== Given task a ==
In the forum reply on the tool evaluation draft, which tool is named as needing someone to design and model the suspected behavior of the program?

== Extracted text ==
Everyone, sorry for the loooong delay on the response, the past weeks have
been totally crazy.
Anyhow, here what I think and I would suggest, based on the current draft:
1. Tool Setup and Installation
"Setup and Installation" is not really interesting, I believe. The more
important is the platform support (can I run the tool from my linux box, my
mac, our windows server, etc).
1.1 Time required to perform initial installation
That's usually subjective, unless you say something like "always less than 2
hours", "always less than a day", etc. But then again, I find this totally
quite irrelevant to the problem.
1.2 Skills required to perform initial installation
1.3 Privileges required to perform initial installation
I don't find this item very informative. Okay, you need to have root access,
or admin access on the machine... or not.
1.4 Documentation setup accuracy
1.5 Platform Support
This one is interesting for the customers.
2. Performing a Scan
Logically, I would not talk about scanning just now. But, after the platform
support section, I would talk about language, framework support.
2.1 Time required to perform a scan
This does not make any sense. "Time required to scan"... what? This question
however, is answerable if we provide a proper test case and environment to
run the tool. But then again, it's a quite misleading information.
2.2 Number of steps required to perform a scan
Many tools have scripting interfaces. Using scripts, you reduce your steps
from 7, to 1 (i.e., run the script). How does that count?
In summary, I find this information not interesting at all.
2.3 Skills required to perform a scan
I understand that some tools (like PolySpace) require someone to actually
design and model the suspected behavior of the program. But most tools do
not require that. Then again, how to rate the user? Do we assume the user
(who runs the scan) will also look at the findings? Does he also setup the
scan? I definitely see the scan being run by security operation (mostly for
monitoring), and being setup by security engineers...

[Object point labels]
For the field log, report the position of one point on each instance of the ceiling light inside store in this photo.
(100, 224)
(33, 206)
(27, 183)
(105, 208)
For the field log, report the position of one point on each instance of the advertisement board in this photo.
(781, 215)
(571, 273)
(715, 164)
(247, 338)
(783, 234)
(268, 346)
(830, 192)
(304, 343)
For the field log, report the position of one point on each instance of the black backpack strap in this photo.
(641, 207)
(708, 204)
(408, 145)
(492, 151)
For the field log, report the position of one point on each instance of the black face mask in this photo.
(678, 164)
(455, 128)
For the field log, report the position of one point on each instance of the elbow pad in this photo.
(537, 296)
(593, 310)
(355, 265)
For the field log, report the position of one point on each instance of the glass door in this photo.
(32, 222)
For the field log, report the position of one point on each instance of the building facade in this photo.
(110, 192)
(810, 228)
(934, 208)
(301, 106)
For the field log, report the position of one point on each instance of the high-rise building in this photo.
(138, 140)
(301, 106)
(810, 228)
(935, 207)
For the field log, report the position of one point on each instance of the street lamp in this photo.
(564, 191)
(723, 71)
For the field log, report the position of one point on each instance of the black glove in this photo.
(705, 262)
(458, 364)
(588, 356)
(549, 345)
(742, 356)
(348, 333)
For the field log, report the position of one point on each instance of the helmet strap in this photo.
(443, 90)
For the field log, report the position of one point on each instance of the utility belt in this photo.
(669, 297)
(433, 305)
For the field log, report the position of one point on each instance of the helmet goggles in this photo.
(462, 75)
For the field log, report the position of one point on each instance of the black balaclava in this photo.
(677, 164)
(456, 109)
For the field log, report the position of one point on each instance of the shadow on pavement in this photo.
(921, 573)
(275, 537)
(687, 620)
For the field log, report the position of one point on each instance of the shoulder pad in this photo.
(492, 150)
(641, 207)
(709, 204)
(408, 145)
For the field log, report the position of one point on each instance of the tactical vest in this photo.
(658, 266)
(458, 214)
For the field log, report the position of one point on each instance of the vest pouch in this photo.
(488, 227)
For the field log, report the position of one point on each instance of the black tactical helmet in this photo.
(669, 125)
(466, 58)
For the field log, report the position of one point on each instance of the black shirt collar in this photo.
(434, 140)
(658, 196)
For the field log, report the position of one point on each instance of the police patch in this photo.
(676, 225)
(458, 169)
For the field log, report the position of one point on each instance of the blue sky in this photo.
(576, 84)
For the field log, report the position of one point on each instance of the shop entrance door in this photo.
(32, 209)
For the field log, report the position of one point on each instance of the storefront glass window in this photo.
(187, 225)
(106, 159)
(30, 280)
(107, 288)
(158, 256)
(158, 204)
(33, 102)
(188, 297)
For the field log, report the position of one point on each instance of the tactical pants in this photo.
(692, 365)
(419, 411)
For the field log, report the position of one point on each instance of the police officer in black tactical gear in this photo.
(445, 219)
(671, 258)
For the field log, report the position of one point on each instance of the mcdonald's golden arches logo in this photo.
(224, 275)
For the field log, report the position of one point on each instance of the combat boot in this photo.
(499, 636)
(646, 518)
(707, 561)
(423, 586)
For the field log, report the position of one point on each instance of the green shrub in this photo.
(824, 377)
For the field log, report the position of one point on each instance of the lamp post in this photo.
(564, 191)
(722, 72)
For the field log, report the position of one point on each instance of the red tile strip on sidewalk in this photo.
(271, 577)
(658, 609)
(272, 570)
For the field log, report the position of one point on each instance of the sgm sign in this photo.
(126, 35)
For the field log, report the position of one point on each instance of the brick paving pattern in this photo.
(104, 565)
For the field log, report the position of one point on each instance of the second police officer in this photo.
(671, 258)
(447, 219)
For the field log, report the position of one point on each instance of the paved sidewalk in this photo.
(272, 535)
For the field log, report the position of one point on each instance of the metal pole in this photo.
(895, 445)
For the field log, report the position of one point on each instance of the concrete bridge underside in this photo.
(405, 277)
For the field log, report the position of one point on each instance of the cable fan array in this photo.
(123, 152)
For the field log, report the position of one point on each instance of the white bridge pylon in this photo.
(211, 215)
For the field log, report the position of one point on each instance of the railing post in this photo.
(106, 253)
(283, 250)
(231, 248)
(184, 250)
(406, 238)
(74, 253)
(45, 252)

== Given task b ==
Could you rewrite the entries from the line holding "railing post in this photo." through the end of the entries, inclusive, with "field log" changed to "site log" and all else left as it is?

== Full solution a ==
PolySpace

== Full solution b ==
For the site log, report the position of one point on each instance of the railing post in this photo.
(106, 253)
(283, 250)
(231, 248)
(184, 250)
(406, 238)
(74, 253)
(45, 252)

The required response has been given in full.